Records for this task:
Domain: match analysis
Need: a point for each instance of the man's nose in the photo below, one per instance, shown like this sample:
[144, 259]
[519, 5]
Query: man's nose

Given exercise: Update the listing above by changing each "man's nose" to "man's left ear" and leaving everything else unchanged.

Correct response:
Domain: match analysis
Need: a point for each instance of the man's left ear in the photo below, one per instance, shown like this sample:
[144, 259]
[519, 5]
Query: man's left ear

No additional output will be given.